##### Paginatekst
Het hof is - alles afwegende - van oordeel dat een geheel onvoorwaardelijke gevangenisstraf van na te melden duur een passende en geboden reactie vormt.
Vordering tot schadevergoeding [aangever 2]
In het onderhavige strafproces heeft [aangever 2] zich als benadeelde partij gevoegd en een vordering ingediend tot vergoeding van geleden materiële schade als gevolg van het aan de verdachte onder 2 ten laste gelegde, tot een bedrag van € 7.837,71, vermeerderd met de wettelijke rente.
In hoger beroep is deze vordering aan de orde tot dit in eerste aanleg gevorderde en in hoger beroep gehandhaafde bedrag, welk bedrag in eerste aanleg geheel is toegewezen.
De advocaat-generaal heeft geconcludeerd tot toewijzing van de vordering van de benadeelde partij, vermeerderd met de wettelijke rente en met oplegging van de schadevergoedingsmaatregel.
De vordering van de benadeelde partij is namens de verdachte niet betwist.
Naar het oordeel van het hof heeft de benadeelde partij aangetoond dat de gestelde materiële schade – inclusief 21% BTW nu [aangever 2] de betaalde BTW niet kan verrekenen - is geleden en dat deze schade een rechtstreeks gevolg is van het onder 2 bewezen verklaarde. De vordering van de benadeelde partij zal derhalve worden toegewezen, te vermeerderen met de gevorderde wettelijke rente over dit bedrag vanaf 3 augustus 2019 tot aan de dag der algehele voldoening.
Dit brengt mee dat de verdachte dient te worden veroordeeld in de kosten die de benadeelde partij tot aan deze uitspraak in verband met de vordering heeft gemaakt, welke kosten het hof vooralsnog begroot op nihil, en in de kosten die de benadeelde partij ten behoeve van de tenuitvoerlegging van deze uitspraak nog moet maken.
##########
== Begrip toetsen ==
1/ Neem uit de tekst over de schadevergoeding het stuk van "Naar het oordeel" tot "der algehele voldoening." opnieuw over en vervang daarin "benadeelde partij" overal door "gedupeerde".
2/ Noem de vier procesdeelnemers die in de tekst over de schadevergoeding bij naam of functie worden genoemd.
Gebruik voor je antwoorden alleen de tekst hierboven.
##### Geselecteerde gegevens
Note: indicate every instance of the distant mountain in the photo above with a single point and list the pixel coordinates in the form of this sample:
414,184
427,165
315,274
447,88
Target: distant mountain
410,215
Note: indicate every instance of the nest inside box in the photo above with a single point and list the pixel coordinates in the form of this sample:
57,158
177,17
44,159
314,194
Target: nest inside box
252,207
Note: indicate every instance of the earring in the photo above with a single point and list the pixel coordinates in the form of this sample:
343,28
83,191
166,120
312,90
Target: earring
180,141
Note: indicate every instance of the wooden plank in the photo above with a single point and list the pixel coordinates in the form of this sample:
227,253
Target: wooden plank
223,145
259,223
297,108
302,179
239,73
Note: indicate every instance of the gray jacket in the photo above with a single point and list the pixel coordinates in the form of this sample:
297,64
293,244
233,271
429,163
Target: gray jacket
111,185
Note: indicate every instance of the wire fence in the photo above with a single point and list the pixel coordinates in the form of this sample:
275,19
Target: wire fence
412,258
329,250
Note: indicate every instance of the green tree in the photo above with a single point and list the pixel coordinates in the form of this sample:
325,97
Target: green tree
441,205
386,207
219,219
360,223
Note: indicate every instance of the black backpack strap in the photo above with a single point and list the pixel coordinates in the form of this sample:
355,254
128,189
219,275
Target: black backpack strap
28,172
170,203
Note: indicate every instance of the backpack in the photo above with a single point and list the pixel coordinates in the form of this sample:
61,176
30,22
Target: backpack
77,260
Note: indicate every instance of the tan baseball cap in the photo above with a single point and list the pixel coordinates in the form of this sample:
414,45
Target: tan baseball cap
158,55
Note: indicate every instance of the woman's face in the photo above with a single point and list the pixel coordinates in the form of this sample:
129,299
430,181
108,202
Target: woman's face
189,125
##########
== Schriftelijke antwoorden ==
1/
Naar het oordeel van het hof heeft de gedupeerde aangetoond dat de gestelde materiële schade – inclusief 21% BTW nu [aangever 2] de betaalde BTW niet kan verrekenen - is geleden en dat deze schade een rechtstreeks gevolg is van het onder 2 bewezen verklaarde. De vordering van de gedupeerde zal derhalve worden toegewezen, te vermeerderen met de gevorderde wettelijke rente over dit bedrag vanaf 3 augustus 2019 tot aan de dag der algehele voldoening.

2/ Het hof; [aangever 2], de benadeelde partij; de verdachte; de advocaat-generaal.